> Text segment
======
It then declined over a very long period; then there was a sharp drop in the Depression era, a temporary rebound, and the trend resumed. Overall, the change year-to-year was extremely gradual, so that you needed to do statistical analysis over many decades to see it.

The pattern in other Western countries is similar, with the main variation being when the trend starts -- a bit earlier in France, later in Britain, later still in Scandinavia, then in Eastern Europe, etc. The later it starts, the faster it goes once begun.

In countries where it's started recently, the decline is -much- faster and steeper -- for example, in India the drop is just a little under 1% a year, and the current TFR is 2.02. It was 6 as recently as the 1960's, so the drop that took the US over 200 years took only about 50 there.

In Saudi Arabia, as recently as the 1990's, it was around 6, but it's now 2.1, and dropping at nearly 2% a year.

Places like Nepal, Bangladesh and Sri Lanka are all now almost exactly 2.0, and similarly started dropping in the 1980's and 1990's.

An unpleasantly amusing side-note: in northern Iraq, there was a rash of suicides among young women in their late teens. Detailed investigation found that it coincided with them watching Turkish soap-operas on TV.

The women in the soap operas were courted by and married young, dashing, handsome men and then had small families.

So when faced with the prospect of being married off in their teens to uncouth, middle-aged neighboring peasants, the young women started killing themselves or absconding.

(*) which is mostly due to immune-system effects, where the body becomes sensitized to sperm or fertilized ova and treats them as invasive foreign matter. Some modern contraceptives imitate this, but it's quite common naturally and was the primary cause of infertility, often setting in after 1-2 children.

S.M. Stirling said...

To take a really extreme case, in South Korea when I was born, the TFR was 6; it's now 0.77 -- an average of less than 1 child per woman, meaning that something like half the female population never reproduces at all.

That would also mean an eventual decline of over 50% in the total population per generation.

paulshackley2017@gmail.com said...

I can only say, "Amazing." We don't know what is going to happen next - although we still have to heed warnings about what might happen according to the evidence.

Sean M. Brooks said...

Kaor, Mr. Stirling!

Fascinating comments, with some grim implications! That is, populations might decline so far that it becomes catastrophic to a nation. If you want an advanced high tech society you are going to need at least a minimum of educated people to handle the multitudes of different kinds of jobs and functions that requires.

In such a scenario I can imagine the governments in various nations offering incentives (such as lower taxes) to young couples who have 1, 2, 3, or more children. The Roman Emperor Augustus enacted similar laws, but I don't think they were very successful.

Ad astra! Sean

S.M. Stirling said...

Sean: things like that have been tried, by the government of S. Korea among others, and they don't work. Even intrusive and drastic measures have little impact, as the Romanian government demonstrated in the late Communist period. Governments can push fertility -down- but not -up-, apparently.

Sean M. Brooks said...

Kaor, Mr. Stirling!

Absolutely! The infamous "one child only" of Maoist China, accompanied by compulsory abortion for any mother who dared to have a second child is one brutally notorious example of how a state "...can push fertility-down-..."

Seems to me the most a gpv't can do for encouraging fertility is not to make it needlessly hard for parents to have children.
======
> Request
Reproduce word for word the stretch from "To take a really" through "paulshackley2017@gmail.com said..." in the discussion of declining fertility rates.

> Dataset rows
======
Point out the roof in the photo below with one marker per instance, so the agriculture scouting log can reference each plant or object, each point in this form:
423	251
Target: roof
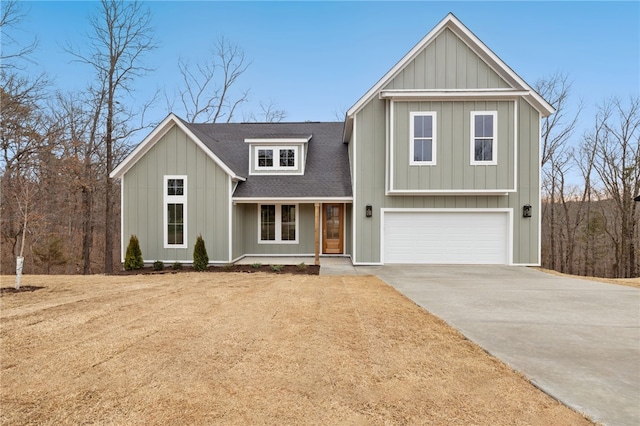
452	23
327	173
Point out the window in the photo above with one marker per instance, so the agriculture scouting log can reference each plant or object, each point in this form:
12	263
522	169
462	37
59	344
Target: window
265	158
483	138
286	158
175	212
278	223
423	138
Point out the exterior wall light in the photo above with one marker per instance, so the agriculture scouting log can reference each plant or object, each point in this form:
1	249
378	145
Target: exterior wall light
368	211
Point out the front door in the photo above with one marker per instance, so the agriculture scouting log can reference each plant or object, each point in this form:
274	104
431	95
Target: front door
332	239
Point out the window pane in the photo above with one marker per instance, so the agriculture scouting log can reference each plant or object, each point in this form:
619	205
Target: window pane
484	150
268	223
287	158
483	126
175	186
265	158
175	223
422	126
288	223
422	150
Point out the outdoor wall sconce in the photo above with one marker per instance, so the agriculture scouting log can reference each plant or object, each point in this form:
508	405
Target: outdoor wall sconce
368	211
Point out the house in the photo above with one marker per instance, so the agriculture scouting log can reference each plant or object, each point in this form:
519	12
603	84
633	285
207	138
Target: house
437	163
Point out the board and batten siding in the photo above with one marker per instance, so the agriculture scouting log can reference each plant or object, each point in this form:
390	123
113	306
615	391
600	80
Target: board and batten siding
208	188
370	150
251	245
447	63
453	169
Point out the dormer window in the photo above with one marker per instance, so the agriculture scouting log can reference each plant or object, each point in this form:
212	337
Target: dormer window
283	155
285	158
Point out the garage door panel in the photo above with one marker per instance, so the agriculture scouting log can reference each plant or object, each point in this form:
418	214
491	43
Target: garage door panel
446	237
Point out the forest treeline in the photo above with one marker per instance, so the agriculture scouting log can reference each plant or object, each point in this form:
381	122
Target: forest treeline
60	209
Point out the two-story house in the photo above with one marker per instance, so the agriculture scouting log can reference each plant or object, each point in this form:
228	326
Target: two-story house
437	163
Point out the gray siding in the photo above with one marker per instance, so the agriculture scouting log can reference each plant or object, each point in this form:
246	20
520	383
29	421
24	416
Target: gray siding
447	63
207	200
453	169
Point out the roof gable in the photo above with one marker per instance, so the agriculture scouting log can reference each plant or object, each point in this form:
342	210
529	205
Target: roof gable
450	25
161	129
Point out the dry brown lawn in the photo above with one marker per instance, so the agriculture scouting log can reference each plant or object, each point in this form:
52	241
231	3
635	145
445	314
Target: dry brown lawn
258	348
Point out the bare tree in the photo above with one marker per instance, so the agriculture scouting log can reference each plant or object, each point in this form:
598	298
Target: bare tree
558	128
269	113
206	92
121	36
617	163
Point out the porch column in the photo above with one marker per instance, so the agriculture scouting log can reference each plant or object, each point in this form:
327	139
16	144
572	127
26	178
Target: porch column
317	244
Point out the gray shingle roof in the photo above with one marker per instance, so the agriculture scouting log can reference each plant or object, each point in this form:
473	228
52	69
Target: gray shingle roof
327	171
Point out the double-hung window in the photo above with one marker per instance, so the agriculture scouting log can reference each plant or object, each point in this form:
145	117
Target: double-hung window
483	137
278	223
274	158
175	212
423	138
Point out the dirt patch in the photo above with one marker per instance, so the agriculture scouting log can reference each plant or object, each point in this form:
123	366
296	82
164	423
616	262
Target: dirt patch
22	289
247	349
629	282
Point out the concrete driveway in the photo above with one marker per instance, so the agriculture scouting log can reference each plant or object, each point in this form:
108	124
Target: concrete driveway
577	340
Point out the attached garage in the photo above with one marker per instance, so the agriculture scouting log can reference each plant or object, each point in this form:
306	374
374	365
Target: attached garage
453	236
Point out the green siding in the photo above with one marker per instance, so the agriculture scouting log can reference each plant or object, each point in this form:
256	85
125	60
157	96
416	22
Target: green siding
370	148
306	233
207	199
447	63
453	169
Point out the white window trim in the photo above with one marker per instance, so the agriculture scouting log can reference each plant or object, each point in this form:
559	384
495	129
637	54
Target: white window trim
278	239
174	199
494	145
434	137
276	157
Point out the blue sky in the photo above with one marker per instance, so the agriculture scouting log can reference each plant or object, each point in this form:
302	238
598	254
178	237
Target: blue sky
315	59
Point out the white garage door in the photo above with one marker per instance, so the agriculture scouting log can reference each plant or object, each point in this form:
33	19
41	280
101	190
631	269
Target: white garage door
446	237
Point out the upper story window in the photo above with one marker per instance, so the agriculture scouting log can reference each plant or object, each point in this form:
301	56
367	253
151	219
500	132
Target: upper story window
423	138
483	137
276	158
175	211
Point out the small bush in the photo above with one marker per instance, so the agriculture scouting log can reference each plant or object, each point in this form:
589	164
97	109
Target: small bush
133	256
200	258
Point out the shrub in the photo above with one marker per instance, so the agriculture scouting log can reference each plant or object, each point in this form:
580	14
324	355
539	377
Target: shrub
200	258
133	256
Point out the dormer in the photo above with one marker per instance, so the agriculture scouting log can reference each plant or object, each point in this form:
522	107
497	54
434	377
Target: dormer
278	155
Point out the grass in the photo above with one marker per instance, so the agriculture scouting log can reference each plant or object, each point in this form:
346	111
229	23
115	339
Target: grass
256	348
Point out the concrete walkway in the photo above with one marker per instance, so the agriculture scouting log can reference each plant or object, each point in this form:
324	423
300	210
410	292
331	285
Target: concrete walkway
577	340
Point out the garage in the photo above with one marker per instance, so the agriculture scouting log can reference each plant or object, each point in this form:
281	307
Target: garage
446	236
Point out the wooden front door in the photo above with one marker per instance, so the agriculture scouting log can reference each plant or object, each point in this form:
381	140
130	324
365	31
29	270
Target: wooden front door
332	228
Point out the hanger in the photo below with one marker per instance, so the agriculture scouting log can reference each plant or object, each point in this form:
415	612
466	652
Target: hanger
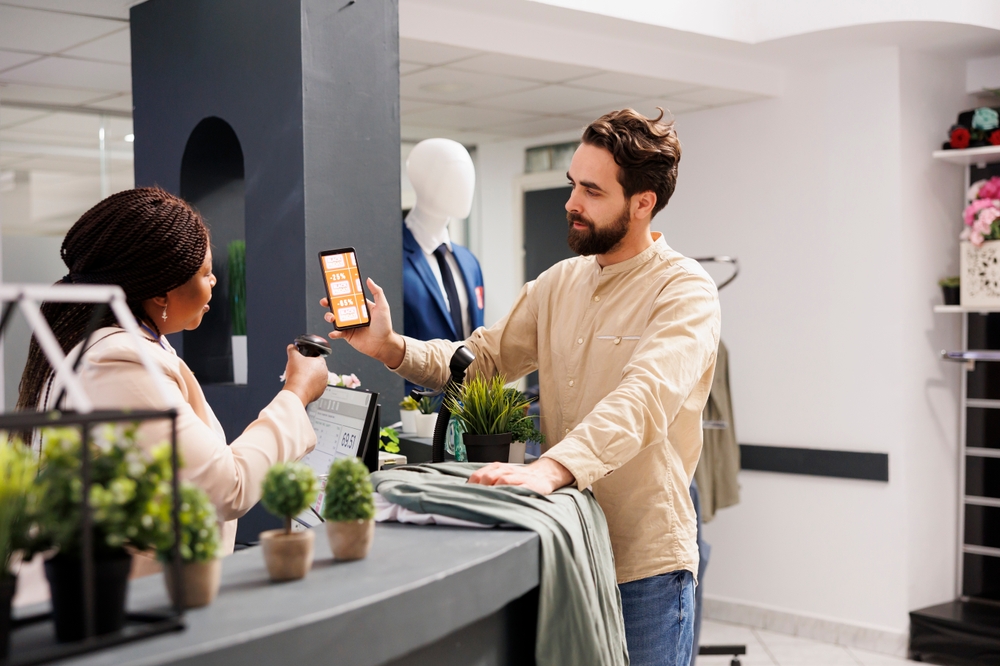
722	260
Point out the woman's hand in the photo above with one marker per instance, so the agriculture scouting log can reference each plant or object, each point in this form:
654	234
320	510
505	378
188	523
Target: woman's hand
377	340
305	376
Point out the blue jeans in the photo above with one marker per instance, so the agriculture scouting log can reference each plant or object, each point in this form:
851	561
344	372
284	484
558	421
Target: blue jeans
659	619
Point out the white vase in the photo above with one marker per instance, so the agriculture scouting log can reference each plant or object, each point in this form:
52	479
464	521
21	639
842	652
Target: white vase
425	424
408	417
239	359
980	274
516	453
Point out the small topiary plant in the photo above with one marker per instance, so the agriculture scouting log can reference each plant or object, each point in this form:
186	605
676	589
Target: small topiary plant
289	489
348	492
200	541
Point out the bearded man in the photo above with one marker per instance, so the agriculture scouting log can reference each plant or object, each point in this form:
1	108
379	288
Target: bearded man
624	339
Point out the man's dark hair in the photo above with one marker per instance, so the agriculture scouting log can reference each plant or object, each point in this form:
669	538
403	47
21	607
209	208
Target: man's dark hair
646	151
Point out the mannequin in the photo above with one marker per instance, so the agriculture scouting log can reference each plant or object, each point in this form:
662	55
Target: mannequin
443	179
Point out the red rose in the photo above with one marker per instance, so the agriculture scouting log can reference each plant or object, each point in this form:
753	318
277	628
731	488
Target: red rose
======
> Output of the task
To take a really extreme case, in South Korea when I was born, the TFR was 6; it's now 0.77 -- an average of less than 1 child per woman, meaning that something like half the female population never reproduces at all.

That would also mean an eventual decline of over 50% in the total population per generation.

paulshackley2017@gmail.com said...